==== Getoonde tekst

Internationale overeenkomsten en de externe bevoegdheden van de EU
SAMENVATTING VAN:
Artikel 3 van het Verdrag betreffende de werking van de Europese Unie (VWEU)
Artikel 4 VWEU
Artikel 207 VWEU
Artikel 216 VWEU
WAT IS HET DOEL VAN DEZE ARTIKELEN?
Ze stellen de wettelijke bevoegdheden van de EU vast met betrekking tot het voeren van onderhandelingen en het aangaan van internationale overeenkomsten en haar bevoegdheid, of deze nu exclusief of gedeeld is, om dergelijke overeenkomsten aan te gaan.
KERNPUNTEN
Internationale overeenkomsten (conventies, verdragen)

========

● Uit te voeren opdrachten
1. Stemmen de uitspraken (a), (b) en (c) overeen met de getoonde tekst? Antwoord telkens met ja of nee en citeer de woorden uit de tekst die de doorslag geven.
(a) De tekst vat onder meer artikel 207 VWEU samen.
(b) De tekst stelt dat de bevoegdheid van de EU om internationale overeenkomsten aan te gaan altijd exclusief is.
(c) Conventies en verdragen worden in de tekst als internationale overeenkomsten genoemd.
2. Beantwoord de volgende vragen over de getoonde tekst.
(a) Voluit geschreven: bij welk verdrag hoort artikel 3?
(b) Bij welke twee handelingen rond internationale overeenkomsten stellen de artikelen de bevoegdheden van de EU vast?
(c) Welk kopje staat direct boven de regel over conventies en verdragen?

==== Items

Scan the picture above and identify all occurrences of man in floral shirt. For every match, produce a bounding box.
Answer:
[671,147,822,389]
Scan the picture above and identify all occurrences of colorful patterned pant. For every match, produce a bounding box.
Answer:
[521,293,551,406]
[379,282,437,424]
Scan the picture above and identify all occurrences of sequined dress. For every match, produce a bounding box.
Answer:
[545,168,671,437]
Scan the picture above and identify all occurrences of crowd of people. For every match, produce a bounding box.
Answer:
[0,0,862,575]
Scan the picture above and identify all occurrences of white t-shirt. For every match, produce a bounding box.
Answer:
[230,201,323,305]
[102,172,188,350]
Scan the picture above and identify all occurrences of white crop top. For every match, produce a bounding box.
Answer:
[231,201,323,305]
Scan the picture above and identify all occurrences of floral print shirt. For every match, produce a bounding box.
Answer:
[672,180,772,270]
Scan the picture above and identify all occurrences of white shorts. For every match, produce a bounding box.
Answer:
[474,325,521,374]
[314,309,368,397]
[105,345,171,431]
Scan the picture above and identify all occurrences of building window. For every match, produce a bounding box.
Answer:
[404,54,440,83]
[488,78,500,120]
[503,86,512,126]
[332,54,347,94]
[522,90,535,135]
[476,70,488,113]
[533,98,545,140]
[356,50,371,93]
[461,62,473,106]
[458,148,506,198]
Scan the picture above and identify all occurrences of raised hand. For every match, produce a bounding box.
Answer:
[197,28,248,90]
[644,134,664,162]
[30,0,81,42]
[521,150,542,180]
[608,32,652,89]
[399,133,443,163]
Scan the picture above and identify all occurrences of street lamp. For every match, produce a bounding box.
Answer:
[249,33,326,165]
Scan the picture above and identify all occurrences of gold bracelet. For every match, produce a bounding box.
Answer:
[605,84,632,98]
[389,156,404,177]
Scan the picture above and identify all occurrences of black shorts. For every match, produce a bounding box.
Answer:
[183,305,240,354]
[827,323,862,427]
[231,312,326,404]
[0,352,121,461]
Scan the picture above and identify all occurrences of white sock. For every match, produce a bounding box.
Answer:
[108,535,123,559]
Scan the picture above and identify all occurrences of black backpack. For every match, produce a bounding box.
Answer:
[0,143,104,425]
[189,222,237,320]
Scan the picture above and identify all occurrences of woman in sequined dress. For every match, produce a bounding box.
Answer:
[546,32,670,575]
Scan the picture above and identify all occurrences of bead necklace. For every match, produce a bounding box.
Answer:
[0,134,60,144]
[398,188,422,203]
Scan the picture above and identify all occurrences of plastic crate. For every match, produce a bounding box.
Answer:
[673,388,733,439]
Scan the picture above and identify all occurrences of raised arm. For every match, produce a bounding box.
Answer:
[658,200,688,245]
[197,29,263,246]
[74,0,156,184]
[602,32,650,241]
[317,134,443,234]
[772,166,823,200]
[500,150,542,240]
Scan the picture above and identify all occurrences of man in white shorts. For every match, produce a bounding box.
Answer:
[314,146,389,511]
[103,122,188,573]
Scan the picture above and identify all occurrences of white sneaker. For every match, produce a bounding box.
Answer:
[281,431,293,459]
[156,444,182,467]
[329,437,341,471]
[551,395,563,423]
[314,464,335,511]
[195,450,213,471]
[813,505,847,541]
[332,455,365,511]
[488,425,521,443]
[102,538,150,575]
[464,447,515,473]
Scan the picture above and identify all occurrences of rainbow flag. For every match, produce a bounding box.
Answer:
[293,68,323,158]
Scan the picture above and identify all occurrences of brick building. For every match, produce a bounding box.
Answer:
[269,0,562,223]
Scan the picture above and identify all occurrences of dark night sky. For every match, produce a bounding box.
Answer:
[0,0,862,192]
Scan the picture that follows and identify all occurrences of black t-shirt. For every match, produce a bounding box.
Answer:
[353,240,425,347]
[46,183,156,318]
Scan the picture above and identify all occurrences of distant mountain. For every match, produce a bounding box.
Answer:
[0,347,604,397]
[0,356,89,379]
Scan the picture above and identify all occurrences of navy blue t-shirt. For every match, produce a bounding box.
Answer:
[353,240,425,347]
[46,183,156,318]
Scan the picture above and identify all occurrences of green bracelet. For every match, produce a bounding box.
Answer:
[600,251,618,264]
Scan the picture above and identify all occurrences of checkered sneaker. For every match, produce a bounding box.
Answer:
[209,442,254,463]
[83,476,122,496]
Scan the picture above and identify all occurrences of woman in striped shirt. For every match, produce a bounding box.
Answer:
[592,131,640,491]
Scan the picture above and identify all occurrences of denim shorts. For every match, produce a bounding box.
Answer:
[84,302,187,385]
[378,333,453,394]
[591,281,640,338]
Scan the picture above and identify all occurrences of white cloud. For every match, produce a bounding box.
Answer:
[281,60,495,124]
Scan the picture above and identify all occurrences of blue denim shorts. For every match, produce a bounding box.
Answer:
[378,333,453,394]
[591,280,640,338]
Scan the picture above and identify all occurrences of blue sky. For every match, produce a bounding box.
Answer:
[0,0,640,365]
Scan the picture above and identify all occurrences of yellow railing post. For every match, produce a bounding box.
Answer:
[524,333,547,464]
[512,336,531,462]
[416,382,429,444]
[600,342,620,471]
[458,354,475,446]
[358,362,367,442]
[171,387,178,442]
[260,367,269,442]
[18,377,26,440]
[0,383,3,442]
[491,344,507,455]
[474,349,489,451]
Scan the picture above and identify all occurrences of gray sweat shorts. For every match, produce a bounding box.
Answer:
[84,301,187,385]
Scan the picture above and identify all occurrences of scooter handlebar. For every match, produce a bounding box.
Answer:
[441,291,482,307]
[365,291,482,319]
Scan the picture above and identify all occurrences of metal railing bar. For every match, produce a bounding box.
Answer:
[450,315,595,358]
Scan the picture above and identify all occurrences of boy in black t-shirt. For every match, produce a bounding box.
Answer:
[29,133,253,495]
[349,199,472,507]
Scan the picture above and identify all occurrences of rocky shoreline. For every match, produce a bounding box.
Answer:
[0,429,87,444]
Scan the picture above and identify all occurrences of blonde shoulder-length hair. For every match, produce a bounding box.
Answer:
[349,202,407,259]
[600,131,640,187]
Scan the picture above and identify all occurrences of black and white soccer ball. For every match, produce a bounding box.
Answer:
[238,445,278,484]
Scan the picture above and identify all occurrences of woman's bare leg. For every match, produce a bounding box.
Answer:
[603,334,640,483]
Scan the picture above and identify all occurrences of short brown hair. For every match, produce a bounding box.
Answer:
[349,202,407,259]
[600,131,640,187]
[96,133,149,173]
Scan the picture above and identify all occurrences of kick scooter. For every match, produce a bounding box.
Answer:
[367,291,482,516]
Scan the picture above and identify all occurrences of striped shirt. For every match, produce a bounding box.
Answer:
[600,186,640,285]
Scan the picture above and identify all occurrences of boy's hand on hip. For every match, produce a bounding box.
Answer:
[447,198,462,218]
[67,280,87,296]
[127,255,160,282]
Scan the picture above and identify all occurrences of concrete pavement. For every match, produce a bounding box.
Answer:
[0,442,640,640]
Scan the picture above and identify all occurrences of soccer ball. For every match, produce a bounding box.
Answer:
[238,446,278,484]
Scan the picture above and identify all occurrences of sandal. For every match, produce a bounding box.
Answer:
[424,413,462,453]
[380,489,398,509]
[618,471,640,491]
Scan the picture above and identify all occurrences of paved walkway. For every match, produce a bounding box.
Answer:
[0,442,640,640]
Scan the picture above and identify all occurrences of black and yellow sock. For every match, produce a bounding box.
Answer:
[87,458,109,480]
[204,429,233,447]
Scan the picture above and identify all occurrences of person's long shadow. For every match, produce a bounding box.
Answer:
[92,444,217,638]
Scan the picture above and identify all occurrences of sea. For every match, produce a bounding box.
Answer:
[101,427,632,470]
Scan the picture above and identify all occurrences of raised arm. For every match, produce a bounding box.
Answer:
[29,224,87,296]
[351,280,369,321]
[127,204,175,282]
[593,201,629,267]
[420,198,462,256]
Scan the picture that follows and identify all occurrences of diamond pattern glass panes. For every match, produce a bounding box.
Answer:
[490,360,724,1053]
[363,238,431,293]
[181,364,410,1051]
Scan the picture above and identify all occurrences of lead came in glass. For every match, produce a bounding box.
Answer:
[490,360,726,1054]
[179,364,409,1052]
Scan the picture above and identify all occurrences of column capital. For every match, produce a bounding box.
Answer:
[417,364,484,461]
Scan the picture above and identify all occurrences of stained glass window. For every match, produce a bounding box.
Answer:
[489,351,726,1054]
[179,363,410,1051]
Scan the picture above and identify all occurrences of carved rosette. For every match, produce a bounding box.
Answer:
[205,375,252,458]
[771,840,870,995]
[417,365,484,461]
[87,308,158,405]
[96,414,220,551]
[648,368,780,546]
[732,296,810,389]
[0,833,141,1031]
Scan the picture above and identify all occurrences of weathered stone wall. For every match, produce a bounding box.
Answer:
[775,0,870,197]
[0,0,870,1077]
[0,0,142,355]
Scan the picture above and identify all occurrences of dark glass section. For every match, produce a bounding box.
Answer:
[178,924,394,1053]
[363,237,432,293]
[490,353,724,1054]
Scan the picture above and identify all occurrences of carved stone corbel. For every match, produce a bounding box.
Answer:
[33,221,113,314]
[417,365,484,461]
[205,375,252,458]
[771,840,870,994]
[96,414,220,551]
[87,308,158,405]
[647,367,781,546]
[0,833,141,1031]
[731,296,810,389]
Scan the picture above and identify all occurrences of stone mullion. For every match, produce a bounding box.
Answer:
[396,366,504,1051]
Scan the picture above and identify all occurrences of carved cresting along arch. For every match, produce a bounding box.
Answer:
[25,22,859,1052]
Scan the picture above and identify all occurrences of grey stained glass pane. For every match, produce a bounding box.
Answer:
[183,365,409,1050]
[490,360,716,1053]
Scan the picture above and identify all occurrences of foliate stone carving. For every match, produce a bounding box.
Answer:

========

● Antwoorden per opdracht
1.
(a) Ja: "Artikel 207 VWEU"
(b) Nee: "of deze nu exclusief of gedeeld is"
(c) Ja: "Internationale overeenkomsten (conventies, verdragen)"

2.
(a) Het Verdrag betreffende de werking van de Europese Unie (VWEU).
(b) Het voeren van onderhandelingen en het aangaan van internationale overeenkomsten.
(c) KERNPUNTEN.